[Extract provided]:
Opinion by: Alma L. L pez, Justice

Sitting: Phil Hardberger, Chief Justice

Tom Rickhoff, Justice

Alma L. L pez, Justice

Delivered and Filed: November 10, 1999

AFFIRMED

Erik Guerra appeals his conviction for aggravated assault. Guerra was charged by indictment with committing the offense by shooting Guillermo Flores with a firearm during a drive-by shooting. At trial, Guerra requested a jury instruction on the lesser included offense of deadly conduct, but the trial judge denied the request. In his only issue on appeal, Guerra contends that the trial court erred by denying his request and that he is now entitled to a new trial.

Charge error is reviewed using the standard set out in Almanza v. State, 686 S.W.2d 157 (Tex. Crim. App. 1985) (op. on reh'g). Under Almanza, an error that was timely objected to at trial will require reversal if the error is calculated to injure the rights of the defendant, meaning that no more than some harm must have occurred to the defendant. Arline v. State, 721 S.W.2d 348, 351-52 (Tex. Crim. App. 1986); Almanza, 686 S.W.2d at 171. In the instant case, Guerra timely objected to the denial of the requested instruction; thus, we will reverse if the trial court was required to instruct the jury on deadly conduct and the failure to do so resulted in some harm to Guerra.

[Required actions]:
**a)** According to the opinion, what offense was Erik Guerra convicted of?
**b)** Please condense the paragraph of the opinion that begins "Erik Guerra appeals" into a short bulleted list that keeps its main facts.
**c)** Echo everything in the opinion from "Opinion by: Alma" down to "a new trial.".
You won't need the records.

[Information given]:
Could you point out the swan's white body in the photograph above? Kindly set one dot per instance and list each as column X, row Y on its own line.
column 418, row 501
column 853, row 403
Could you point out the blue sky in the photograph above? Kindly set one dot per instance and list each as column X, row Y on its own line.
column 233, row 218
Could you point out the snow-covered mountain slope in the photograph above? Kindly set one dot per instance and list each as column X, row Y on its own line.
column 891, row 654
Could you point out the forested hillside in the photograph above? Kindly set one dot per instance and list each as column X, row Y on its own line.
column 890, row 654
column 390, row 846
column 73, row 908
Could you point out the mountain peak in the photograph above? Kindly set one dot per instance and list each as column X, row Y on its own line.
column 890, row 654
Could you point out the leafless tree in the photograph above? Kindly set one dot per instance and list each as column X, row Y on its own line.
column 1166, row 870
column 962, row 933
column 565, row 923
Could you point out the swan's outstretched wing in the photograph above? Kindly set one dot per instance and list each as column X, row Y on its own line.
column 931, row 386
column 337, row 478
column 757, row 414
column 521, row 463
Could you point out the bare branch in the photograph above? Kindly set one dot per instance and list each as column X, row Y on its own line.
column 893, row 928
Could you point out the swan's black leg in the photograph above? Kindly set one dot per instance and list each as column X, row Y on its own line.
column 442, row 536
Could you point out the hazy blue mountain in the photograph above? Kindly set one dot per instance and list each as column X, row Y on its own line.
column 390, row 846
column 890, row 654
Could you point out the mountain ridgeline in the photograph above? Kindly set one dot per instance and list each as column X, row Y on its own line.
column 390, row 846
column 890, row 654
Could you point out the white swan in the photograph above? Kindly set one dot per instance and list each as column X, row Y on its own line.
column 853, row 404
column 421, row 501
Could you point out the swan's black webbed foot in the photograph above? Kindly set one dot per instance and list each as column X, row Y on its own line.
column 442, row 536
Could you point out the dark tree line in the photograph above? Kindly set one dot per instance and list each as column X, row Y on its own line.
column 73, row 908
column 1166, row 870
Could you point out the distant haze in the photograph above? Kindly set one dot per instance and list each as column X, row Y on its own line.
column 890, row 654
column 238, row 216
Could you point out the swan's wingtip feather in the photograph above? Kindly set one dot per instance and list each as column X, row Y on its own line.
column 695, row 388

[Set of answers]:
**a)** Aggravated assault.

**b)**
- Erik Guerra appeals his conviction for aggravated assault.
- He was indicted for shooting Guillermo Flores with a firearm during a drive-by shooting.
- At trial, the judge denied his request for a jury instruction on the lesser included offense of deadly conduct.
- His only issue on appeal is that this denial was error entitling him to a new trial.

**c)**
Opinion by: Alma L. L pez, Justice

Sitting: Phil Hardberger, Chief Justice

Tom Rickhoff, Justice

Alma L. L pez, Justice

Delivered and Filed: November 10, 1999

AFFIRMED

Erik Guerra appeals his conviction for aggravated assault. Guerra was charged by indictment with committing the offense by shooting Guillermo Flores with a firearm during a drive-by shooting. At trial, Guerra requested a jury instruction on the lesser included offense of deadly conduct, but the trial judge denied the request. In his only issue on appeal, Guerra contends that the trial court erred by denying his request and that he is now entitled to a new trial.